Required task —
Copy the part of the rows that opens with the line containing "If you could indicate the striped" and closes with the line containing "point(195, 90)", substituting "Label" for "Target" and leaving everything else as it is.

Records for the exercise —
** Start **

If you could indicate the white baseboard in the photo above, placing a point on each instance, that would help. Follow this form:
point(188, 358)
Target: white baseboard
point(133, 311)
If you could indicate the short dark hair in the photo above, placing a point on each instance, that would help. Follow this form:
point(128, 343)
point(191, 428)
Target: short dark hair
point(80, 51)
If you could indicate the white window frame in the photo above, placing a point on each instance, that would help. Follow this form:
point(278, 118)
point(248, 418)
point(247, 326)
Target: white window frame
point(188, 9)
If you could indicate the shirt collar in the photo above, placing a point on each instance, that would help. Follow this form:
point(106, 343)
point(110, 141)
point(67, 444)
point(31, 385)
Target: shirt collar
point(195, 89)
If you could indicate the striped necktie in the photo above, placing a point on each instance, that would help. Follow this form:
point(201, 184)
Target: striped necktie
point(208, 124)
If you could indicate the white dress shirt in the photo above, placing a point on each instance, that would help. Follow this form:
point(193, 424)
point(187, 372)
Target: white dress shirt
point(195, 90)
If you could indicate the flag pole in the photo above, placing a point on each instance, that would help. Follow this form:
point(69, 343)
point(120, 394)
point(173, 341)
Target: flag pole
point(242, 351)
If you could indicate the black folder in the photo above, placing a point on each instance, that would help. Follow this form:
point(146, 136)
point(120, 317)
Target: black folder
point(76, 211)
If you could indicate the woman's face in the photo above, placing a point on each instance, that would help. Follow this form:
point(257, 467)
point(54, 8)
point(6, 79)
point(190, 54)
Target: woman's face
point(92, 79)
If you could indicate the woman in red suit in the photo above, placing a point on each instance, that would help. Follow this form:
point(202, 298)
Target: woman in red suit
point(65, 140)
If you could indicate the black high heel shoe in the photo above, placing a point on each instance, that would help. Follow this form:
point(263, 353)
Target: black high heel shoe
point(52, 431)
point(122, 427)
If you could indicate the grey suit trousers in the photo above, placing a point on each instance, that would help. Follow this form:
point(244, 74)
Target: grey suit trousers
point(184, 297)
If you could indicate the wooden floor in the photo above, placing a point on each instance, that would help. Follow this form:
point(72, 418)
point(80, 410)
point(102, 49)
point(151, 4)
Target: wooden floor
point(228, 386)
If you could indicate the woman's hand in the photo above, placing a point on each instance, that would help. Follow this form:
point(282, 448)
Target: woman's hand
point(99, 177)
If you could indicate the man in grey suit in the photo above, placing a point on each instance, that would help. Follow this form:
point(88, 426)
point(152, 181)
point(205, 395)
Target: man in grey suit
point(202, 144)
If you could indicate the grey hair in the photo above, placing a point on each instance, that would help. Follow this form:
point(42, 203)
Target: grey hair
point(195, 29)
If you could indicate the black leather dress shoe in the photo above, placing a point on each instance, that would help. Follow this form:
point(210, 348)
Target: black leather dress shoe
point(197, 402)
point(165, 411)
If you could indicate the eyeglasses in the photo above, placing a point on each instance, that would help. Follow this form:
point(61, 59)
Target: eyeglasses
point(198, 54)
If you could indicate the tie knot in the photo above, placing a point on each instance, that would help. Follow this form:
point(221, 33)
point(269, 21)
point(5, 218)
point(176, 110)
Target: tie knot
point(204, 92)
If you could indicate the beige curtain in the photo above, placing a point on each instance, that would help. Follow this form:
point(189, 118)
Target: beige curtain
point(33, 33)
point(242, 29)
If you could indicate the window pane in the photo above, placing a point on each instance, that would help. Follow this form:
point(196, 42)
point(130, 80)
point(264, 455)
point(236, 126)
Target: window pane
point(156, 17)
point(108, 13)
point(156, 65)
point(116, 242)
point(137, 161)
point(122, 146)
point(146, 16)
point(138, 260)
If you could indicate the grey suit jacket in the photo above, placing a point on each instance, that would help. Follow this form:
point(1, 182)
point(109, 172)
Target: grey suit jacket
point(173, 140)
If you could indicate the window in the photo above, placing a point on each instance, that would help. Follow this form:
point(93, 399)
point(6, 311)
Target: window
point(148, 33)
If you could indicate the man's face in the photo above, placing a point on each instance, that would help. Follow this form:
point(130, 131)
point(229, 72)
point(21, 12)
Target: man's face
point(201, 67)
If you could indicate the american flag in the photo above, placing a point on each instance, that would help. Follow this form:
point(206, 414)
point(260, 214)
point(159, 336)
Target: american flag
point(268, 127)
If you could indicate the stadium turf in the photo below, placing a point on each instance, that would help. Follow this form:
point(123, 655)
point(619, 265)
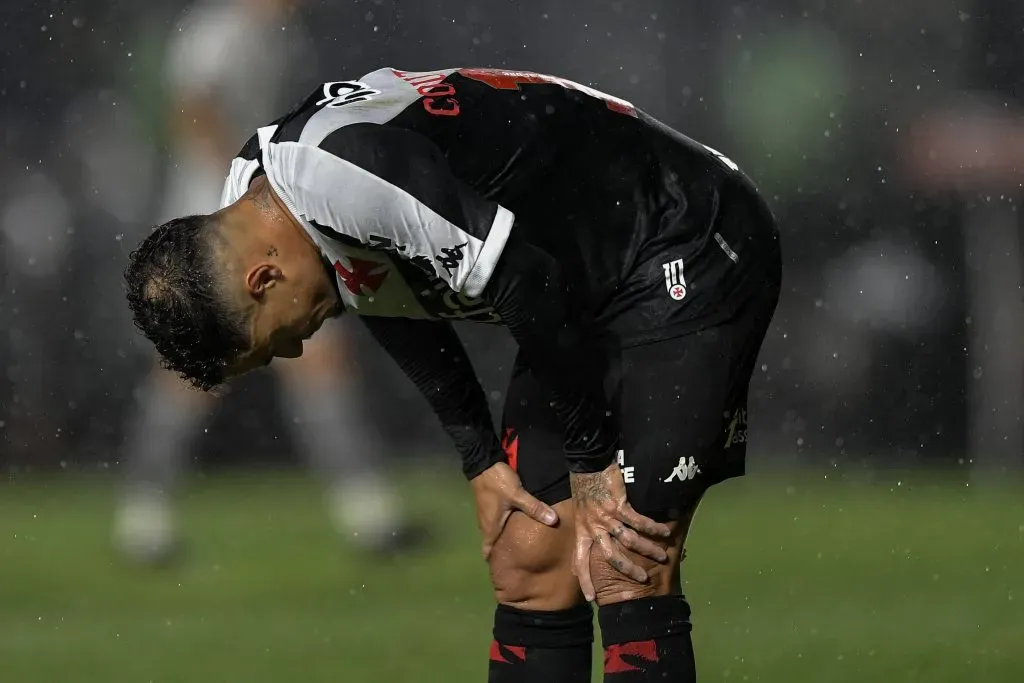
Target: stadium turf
point(791, 580)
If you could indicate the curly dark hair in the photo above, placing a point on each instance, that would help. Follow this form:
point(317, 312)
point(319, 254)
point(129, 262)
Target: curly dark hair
point(177, 302)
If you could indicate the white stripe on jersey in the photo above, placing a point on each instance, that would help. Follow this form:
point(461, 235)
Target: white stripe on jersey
point(395, 94)
point(301, 173)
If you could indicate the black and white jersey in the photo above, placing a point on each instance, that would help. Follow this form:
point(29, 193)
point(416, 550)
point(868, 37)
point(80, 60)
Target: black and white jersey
point(412, 182)
point(508, 197)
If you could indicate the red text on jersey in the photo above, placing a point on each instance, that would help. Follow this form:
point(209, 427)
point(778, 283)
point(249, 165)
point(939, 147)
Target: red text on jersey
point(438, 97)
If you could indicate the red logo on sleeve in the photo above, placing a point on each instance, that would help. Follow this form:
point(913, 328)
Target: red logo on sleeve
point(510, 444)
point(369, 274)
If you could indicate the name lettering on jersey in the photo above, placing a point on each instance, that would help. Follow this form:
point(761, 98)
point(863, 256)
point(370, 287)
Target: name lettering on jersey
point(438, 97)
point(457, 306)
point(674, 280)
point(339, 93)
point(361, 274)
point(451, 257)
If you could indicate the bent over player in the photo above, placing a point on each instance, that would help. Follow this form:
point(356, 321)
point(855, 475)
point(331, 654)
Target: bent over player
point(637, 269)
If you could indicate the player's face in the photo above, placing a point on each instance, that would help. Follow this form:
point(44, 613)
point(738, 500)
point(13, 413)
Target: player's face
point(288, 313)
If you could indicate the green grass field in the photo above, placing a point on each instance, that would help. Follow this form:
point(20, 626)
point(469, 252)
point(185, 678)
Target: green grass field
point(790, 580)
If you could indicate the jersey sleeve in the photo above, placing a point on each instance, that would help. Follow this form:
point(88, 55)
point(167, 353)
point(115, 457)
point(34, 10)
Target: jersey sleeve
point(432, 356)
point(389, 185)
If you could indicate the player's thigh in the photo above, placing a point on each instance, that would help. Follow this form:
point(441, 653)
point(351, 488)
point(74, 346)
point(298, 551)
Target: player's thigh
point(683, 408)
point(531, 564)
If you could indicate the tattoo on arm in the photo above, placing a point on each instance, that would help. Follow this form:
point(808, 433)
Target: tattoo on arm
point(589, 487)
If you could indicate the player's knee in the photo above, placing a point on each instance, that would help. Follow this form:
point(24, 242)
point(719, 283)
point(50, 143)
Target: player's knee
point(663, 579)
point(530, 564)
point(611, 587)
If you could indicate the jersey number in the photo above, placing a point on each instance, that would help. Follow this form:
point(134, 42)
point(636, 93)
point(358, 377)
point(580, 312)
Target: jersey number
point(511, 80)
point(339, 93)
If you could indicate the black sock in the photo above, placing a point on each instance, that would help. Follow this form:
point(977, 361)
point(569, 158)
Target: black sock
point(647, 640)
point(542, 647)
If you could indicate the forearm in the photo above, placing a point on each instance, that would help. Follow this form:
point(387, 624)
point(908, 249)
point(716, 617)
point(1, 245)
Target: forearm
point(432, 356)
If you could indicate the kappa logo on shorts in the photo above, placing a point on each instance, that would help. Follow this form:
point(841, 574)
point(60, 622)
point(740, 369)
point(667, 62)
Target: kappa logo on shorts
point(736, 431)
point(674, 280)
point(629, 473)
point(684, 471)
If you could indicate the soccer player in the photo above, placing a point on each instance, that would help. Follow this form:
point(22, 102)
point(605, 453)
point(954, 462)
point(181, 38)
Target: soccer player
point(637, 269)
point(228, 68)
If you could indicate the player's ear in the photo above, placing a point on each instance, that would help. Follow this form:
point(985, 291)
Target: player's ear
point(262, 278)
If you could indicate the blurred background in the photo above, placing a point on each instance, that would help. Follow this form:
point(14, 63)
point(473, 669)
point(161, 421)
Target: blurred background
point(887, 442)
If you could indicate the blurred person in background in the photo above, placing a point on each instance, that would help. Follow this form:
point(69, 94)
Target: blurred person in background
point(230, 65)
point(965, 156)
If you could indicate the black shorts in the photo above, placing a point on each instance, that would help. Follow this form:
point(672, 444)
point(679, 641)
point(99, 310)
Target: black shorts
point(682, 406)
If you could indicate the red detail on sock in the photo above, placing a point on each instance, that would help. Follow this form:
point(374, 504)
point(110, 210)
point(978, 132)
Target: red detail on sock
point(497, 653)
point(510, 444)
point(613, 662)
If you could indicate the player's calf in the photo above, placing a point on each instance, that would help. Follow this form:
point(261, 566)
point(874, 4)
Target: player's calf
point(544, 629)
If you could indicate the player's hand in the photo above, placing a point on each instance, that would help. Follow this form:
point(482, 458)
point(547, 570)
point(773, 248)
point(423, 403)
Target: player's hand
point(499, 493)
point(606, 523)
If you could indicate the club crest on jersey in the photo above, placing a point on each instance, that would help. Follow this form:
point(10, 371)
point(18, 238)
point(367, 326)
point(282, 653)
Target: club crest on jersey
point(339, 93)
point(674, 280)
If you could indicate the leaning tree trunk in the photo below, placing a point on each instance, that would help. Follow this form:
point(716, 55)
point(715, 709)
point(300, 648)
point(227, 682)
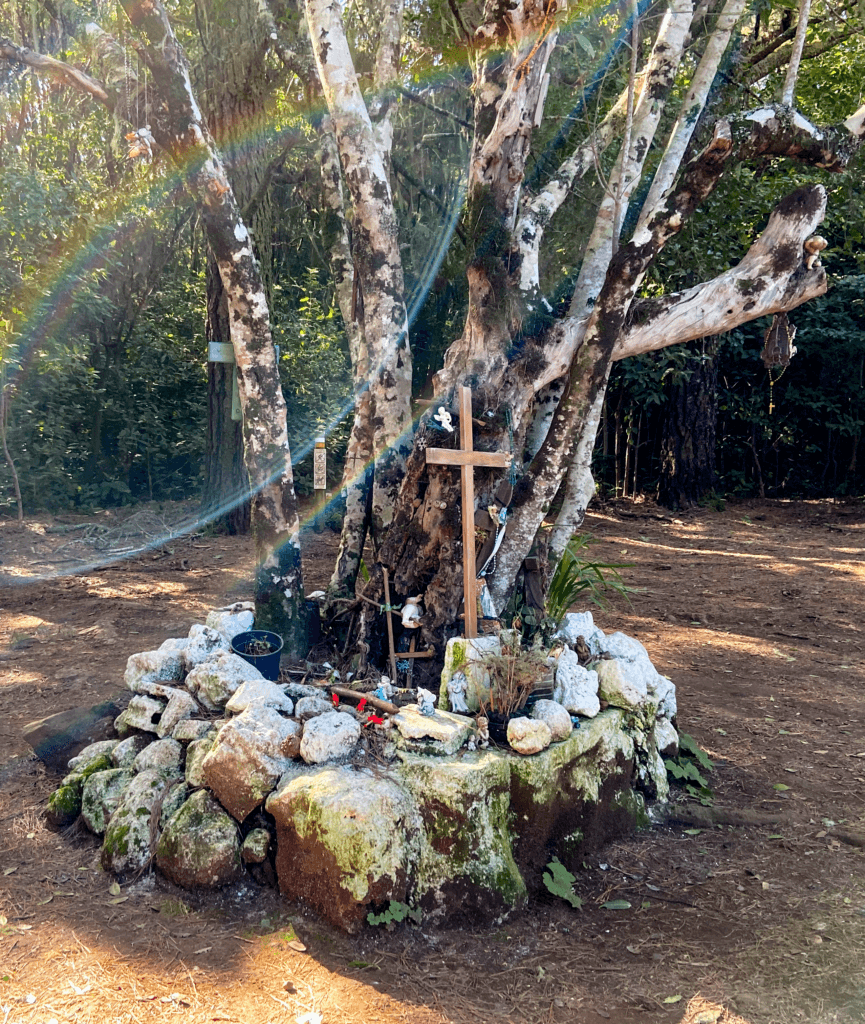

** End **

Output of the task —
If you could indicate the striped necktie in the photo above, placing a point on each instance, that would help. Follow this form:
point(201, 184)
Label: striped necktie
point(208, 124)
If you could indicate the white dress shirt in the photo above, placing a point on each instance, that would help. Follow this form:
point(193, 424)
point(187, 372)
Label: white dress shirt
point(195, 90)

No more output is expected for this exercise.